- **What the task asks**: Please copy out every line in the entries that includes the word "ball".

- **Data records**:
--- START ---

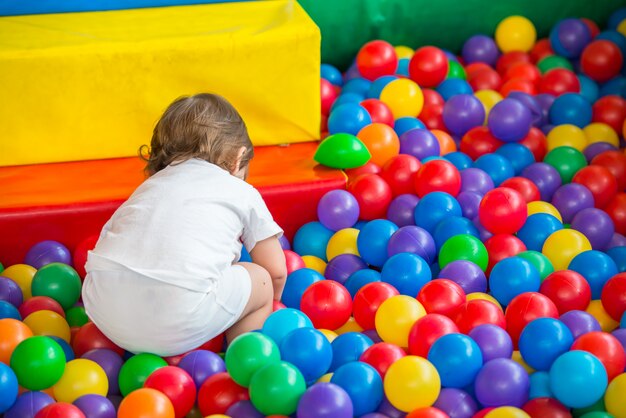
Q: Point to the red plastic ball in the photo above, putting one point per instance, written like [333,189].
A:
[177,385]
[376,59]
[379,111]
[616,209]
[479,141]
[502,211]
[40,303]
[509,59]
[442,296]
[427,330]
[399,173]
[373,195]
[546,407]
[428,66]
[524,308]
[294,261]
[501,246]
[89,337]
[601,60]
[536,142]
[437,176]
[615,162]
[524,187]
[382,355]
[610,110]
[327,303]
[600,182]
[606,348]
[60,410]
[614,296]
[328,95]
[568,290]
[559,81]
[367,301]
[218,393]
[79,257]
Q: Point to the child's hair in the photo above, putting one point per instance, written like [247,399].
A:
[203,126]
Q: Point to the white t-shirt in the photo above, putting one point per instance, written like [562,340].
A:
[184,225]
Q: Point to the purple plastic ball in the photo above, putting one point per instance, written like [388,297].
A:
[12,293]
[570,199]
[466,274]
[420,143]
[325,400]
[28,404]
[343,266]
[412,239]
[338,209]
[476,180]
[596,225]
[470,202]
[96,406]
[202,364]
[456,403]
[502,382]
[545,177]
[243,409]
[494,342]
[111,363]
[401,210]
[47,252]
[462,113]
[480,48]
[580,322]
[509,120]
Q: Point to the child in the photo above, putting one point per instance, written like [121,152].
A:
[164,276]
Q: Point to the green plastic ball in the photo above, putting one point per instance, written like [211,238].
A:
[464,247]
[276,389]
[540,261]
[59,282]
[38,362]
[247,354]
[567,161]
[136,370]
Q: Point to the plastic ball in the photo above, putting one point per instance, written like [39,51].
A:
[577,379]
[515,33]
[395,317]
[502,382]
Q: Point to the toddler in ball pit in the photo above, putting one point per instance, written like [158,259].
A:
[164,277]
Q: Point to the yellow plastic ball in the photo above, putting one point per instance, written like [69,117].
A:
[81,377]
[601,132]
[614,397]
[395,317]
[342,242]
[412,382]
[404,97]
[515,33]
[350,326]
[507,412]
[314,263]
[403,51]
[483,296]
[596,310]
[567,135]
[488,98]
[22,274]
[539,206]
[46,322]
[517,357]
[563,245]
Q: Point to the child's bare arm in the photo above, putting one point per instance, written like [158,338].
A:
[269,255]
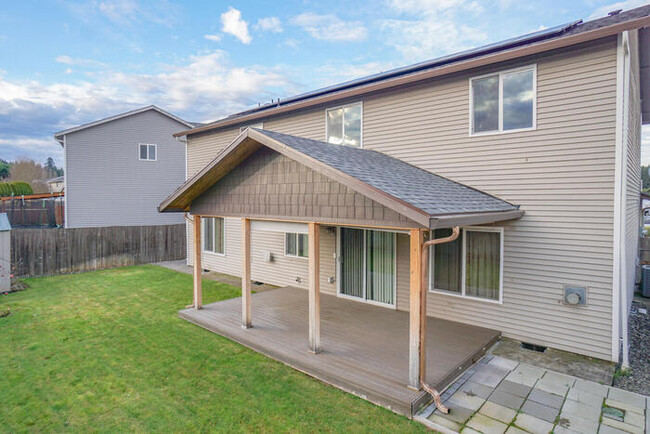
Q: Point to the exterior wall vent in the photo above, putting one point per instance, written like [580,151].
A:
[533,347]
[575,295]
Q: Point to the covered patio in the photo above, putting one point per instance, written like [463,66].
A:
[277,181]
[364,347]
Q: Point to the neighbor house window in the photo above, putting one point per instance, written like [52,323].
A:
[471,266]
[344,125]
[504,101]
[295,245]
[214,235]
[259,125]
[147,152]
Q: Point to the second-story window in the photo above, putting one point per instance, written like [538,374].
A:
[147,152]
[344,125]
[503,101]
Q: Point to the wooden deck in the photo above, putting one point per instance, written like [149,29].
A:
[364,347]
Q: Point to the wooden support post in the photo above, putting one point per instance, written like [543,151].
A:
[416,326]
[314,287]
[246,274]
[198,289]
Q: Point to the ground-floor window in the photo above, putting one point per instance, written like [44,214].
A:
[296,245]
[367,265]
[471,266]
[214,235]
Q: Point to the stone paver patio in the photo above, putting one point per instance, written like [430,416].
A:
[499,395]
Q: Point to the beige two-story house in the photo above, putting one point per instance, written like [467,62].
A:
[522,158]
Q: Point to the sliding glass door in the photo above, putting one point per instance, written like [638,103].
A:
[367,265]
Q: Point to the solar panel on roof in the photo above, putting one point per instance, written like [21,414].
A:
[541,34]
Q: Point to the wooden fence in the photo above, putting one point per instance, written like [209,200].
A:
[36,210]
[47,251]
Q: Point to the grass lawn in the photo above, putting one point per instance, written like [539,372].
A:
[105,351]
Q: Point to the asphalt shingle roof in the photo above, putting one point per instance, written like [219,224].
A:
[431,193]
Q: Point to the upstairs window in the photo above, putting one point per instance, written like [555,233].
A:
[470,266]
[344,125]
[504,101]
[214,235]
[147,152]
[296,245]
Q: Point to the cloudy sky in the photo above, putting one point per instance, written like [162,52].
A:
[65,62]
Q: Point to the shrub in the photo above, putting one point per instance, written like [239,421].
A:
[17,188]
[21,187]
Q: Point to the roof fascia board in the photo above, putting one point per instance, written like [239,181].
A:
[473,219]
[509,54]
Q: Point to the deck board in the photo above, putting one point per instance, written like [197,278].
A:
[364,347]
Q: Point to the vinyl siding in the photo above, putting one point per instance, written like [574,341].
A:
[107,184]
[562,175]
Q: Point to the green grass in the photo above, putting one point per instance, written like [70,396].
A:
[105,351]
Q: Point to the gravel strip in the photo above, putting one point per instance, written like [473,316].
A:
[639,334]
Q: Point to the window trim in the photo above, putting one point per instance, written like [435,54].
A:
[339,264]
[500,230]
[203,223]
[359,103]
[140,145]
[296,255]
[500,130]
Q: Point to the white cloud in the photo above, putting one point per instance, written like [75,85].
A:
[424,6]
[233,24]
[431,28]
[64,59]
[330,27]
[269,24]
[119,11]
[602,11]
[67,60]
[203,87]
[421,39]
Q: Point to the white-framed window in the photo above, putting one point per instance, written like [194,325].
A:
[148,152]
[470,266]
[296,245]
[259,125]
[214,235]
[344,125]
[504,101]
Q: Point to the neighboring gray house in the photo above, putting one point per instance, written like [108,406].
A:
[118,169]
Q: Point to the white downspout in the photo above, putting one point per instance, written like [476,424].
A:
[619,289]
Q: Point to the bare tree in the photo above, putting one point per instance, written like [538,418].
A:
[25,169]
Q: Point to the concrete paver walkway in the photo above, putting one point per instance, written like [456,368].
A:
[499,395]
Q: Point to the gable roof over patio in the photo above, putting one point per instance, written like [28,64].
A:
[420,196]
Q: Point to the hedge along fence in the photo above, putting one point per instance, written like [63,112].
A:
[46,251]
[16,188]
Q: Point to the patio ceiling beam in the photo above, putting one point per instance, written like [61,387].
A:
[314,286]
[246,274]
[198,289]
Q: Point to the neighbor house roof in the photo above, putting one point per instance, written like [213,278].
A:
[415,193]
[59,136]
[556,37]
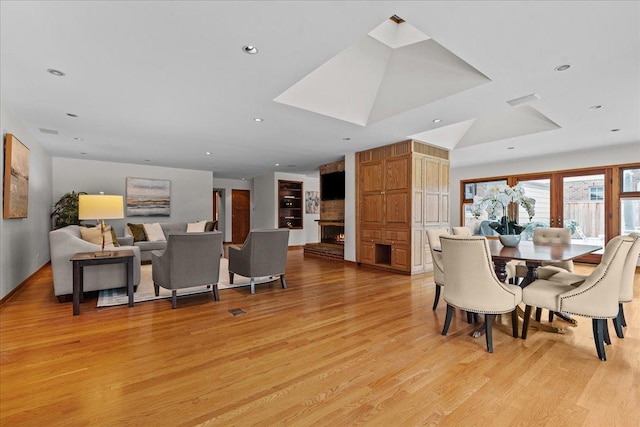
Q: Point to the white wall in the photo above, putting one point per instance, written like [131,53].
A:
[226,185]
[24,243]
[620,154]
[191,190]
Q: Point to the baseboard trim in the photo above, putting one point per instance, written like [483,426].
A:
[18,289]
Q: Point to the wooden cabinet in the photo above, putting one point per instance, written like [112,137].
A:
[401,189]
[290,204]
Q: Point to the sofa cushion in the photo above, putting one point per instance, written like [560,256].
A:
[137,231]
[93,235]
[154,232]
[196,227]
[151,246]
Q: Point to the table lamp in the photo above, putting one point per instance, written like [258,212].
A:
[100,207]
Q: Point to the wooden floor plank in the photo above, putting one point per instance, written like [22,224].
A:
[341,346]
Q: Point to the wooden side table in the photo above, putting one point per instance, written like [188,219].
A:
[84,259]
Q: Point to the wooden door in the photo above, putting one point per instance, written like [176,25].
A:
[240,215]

--- END ---
--- START ---

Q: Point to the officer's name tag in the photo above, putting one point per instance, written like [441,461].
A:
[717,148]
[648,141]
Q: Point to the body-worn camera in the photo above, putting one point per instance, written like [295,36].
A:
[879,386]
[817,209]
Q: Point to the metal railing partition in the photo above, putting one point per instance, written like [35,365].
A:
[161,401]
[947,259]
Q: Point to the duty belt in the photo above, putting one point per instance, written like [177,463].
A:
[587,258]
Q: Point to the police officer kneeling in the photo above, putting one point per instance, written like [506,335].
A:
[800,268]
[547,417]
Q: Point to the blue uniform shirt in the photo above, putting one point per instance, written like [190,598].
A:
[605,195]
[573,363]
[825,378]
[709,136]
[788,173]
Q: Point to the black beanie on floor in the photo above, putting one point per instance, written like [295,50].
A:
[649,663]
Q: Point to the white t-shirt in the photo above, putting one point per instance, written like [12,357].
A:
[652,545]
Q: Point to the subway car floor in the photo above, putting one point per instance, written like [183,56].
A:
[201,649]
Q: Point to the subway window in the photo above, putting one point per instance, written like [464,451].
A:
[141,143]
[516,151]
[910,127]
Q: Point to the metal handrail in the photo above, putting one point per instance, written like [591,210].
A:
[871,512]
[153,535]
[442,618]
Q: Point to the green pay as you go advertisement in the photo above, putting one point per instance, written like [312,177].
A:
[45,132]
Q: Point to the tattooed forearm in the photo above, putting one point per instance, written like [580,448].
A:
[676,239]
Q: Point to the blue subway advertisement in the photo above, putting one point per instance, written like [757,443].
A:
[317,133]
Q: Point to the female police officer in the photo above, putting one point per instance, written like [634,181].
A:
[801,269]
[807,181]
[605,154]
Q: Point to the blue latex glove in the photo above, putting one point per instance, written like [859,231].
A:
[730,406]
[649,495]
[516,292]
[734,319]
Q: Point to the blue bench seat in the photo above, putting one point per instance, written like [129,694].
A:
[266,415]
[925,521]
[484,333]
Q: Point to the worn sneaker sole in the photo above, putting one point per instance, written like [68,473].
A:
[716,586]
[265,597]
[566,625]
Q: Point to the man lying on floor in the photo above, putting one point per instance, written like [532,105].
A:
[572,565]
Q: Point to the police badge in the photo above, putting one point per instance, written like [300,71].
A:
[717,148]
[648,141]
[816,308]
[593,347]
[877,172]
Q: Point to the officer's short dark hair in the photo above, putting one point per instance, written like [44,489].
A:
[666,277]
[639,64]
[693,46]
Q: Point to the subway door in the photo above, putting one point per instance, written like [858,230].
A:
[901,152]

--- END ---

- **Task solution**:
Q: Point to the red plastic ball in the photo above, putting one point per instance, written like [333,189].
Q: Point to the purple plastic ball in the photo above, putting one point per instance, written like [388,297].
Q: Point to the green plastic ball in the photo above, putting one point per instance, written like [211,238].
Q: Point to the plastic ball in the photo above, putting one point per instance, written like [39,51].
Q: Point to the toddler in ball pit in the photo above, putting one point per instance, written like [158,259].
Q: Point to the yellow plastic ball in the photo above, putting one point per instance, written like [69,117].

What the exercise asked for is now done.